--- DATA FOR THE TASK ---
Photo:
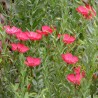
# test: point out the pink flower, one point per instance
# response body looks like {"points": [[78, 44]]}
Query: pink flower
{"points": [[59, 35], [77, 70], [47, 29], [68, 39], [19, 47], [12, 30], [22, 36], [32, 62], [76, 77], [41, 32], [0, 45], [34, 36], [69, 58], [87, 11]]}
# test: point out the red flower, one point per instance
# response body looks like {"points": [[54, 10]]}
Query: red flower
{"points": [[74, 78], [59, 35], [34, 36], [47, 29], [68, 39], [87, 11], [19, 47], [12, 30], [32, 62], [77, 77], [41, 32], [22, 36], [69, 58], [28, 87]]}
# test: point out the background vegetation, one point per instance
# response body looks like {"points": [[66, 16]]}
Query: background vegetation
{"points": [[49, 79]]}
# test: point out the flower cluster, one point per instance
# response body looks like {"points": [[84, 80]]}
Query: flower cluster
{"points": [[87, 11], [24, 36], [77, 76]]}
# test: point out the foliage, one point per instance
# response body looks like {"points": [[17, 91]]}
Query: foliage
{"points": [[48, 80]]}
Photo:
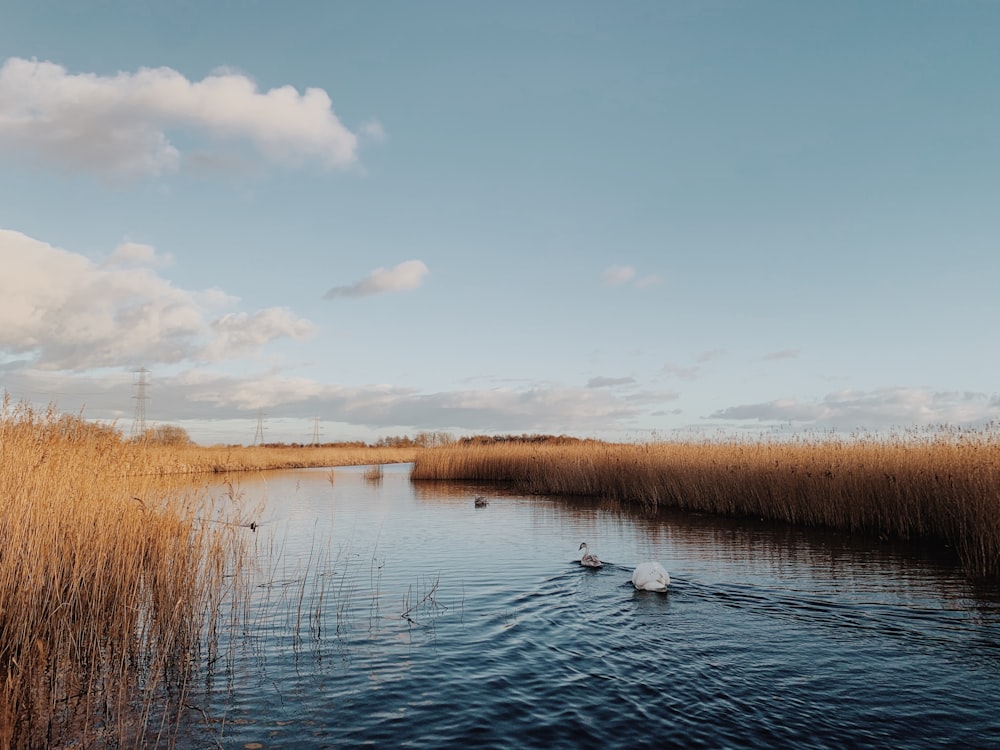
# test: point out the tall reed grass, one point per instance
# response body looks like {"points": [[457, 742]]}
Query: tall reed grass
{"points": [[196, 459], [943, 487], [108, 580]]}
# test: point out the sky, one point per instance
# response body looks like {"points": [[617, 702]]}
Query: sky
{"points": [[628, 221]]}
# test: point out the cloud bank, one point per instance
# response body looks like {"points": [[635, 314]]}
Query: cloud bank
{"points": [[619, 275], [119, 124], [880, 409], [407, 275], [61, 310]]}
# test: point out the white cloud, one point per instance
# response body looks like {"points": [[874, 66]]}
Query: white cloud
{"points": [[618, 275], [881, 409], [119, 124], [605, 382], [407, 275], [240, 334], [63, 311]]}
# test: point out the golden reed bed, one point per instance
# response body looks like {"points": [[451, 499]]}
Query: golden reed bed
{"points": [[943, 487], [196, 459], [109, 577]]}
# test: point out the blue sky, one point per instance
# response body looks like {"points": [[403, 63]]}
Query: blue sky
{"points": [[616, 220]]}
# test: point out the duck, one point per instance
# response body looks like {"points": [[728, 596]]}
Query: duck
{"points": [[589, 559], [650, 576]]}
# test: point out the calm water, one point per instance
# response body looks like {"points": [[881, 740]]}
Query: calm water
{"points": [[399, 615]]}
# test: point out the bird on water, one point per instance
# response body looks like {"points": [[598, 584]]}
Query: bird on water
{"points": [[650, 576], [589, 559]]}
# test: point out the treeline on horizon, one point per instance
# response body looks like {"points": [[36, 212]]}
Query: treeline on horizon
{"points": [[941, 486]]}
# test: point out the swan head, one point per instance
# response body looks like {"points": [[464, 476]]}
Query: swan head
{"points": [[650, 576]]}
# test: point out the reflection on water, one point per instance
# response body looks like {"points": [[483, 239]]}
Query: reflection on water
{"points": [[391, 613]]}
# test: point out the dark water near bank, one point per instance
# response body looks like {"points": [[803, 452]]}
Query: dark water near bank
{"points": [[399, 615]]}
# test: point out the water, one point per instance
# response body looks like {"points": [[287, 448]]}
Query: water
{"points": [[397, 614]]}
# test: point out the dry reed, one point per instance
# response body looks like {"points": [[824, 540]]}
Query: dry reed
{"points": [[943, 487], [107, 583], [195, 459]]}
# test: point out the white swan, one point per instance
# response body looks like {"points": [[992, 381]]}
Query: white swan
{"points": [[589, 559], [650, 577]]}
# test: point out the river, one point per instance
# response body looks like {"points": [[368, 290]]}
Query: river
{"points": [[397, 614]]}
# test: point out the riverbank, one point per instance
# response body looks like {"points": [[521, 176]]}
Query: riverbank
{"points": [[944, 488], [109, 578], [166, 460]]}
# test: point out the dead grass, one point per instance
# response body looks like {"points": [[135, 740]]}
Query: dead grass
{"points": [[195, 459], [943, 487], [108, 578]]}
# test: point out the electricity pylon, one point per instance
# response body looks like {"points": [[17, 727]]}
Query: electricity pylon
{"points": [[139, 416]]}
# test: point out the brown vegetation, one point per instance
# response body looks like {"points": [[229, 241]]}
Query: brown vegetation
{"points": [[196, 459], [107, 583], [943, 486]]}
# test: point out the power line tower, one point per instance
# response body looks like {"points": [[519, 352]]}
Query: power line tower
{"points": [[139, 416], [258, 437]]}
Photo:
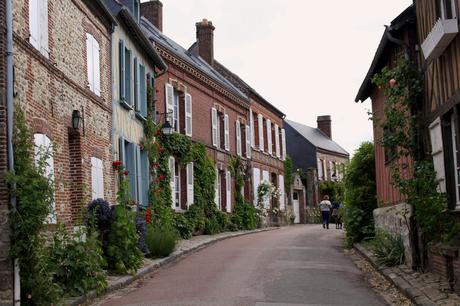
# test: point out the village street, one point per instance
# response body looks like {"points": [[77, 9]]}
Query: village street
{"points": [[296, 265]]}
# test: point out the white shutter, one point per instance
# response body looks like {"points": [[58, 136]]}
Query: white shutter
---
TASK BRIEF →
Work through the listing above and report how many lines include the string "shutter", with no other text.

RESULT OF THIS TASK →
2